* What to produce *
The answer must be an exact reproduction of all the entries.

--*--

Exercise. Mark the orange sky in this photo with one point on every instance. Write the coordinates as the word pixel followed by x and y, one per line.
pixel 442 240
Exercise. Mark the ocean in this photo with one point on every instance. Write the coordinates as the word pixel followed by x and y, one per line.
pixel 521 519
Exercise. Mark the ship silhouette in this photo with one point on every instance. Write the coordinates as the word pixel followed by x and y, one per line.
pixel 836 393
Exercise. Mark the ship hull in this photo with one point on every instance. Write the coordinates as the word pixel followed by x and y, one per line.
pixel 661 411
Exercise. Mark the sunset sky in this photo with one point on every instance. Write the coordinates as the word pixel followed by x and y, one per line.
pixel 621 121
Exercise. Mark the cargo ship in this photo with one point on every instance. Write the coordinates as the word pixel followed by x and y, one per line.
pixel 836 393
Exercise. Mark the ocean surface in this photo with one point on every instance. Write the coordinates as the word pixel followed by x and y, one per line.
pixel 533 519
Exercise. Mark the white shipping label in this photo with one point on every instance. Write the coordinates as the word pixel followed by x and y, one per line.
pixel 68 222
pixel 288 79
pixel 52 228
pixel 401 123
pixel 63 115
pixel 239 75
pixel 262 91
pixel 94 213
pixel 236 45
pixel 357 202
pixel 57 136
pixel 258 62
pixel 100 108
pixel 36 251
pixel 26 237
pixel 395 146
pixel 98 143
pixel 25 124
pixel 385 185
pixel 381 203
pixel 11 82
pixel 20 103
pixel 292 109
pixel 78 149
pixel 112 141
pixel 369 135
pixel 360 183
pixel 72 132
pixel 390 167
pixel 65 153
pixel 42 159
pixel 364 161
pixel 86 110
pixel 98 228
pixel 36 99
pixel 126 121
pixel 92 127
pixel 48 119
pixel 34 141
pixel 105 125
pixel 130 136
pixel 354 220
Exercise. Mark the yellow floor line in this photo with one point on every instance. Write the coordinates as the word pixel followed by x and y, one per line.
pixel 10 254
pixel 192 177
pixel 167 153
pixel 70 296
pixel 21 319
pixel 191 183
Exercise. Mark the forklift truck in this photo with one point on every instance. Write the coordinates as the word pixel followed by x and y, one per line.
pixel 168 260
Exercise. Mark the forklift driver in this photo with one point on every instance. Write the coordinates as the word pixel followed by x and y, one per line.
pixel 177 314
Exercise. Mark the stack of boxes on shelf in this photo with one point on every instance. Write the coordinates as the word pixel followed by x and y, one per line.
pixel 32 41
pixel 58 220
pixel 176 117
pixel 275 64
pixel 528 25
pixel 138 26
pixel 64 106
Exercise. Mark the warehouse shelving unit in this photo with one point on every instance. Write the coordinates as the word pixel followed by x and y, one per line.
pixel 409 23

--*--

* Task result *
Exercise. Mark the orange sky in this photo with one point on every instance. Write the coordinates as the word pixel followed by x and y, one per line.
pixel 442 240
Exercise. Mark the ocean in this photo with one point on every instance. Write the coordinates as the word pixel followed by x and y, one per line.
pixel 521 519
Exercise. Mark the ship silhouette in this photo with one point on every instance. Write the coordinates as the word pixel followed by x and y, one per line.
pixel 836 393
Exercise. Mark the ship hull in this photo with one point on every instance. Write the coordinates as the word pixel followed by x and y, one per line.
pixel 661 411
Exercise. Mark the sunset sky in this photo with one point on every instance. Write the coordinates as the word pixel followed by x and y, one per line.
pixel 621 121
Exercise. Mark the cargo ship in this photo with one point on every instance. Write the coordinates as the word pixel followed by x and y, one per line.
pixel 836 393
Exercise. Mark the ocean surface in this photo with one point on every instance. Write the coordinates as the word pixel followed by x and y, one per line.
pixel 533 519
Exercise. Mark the white shipping label in this photo with one point on every instance. Write the coordinates as the word pixel followed by x and y, one per line.
pixel 68 222
pixel 288 79
pixel 52 228
pixel 401 123
pixel 63 115
pixel 239 75
pixel 262 91
pixel 94 213
pixel 236 45
pixel 357 202
pixel 57 136
pixel 258 62
pixel 100 108
pixel 36 251
pixel 26 237
pixel 395 146
pixel 98 143
pixel 25 124
pixel 385 185
pixel 381 203
pixel 11 82
pixel 20 103
pixel 292 109
pixel 78 149
pixel 112 141
pixel 369 135
pixel 360 183
pixel 72 132
pixel 390 167
pixel 65 153
pixel 42 159
pixel 364 161
pixel 86 110
pixel 98 228
pixel 36 99
pixel 126 121
pixel 92 127
pixel 48 119
pixel 34 141
pixel 105 125
pixel 130 136
pixel 354 220
Exercise. Mark the yellow floor line in this photo with one point on every instance. Write the coordinates as the word pixel followed by x and y, one per line.
pixel 10 254
pixel 192 177
pixel 167 153
pixel 70 296
pixel 21 319
pixel 191 183
Exercise. Mark the forklift truck in this photo with one point on every instance. Write the coordinates as the word pixel followed by x and y, one per line.
pixel 168 260
Exercise. Mark the forklift driver in this photo with one point on every instance. Write the coordinates as the word pixel followed by x and y, one per line.
pixel 177 314
Exercise. Mark the stack of boxes on shelf in this photo with one point on every instance. Write the coordinates as the word pixel followed by x and y, one per line.
pixel 32 41
pixel 58 220
pixel 176 117
pixel 275 64
pixel 528 25
pixel 138 26
pixel 64 106
Exercise. Mark the warehouse shelving unit in this photo with one point on every instance. Write the coordinates as the word pixel followed by x and y, one per line.
pixel 409 23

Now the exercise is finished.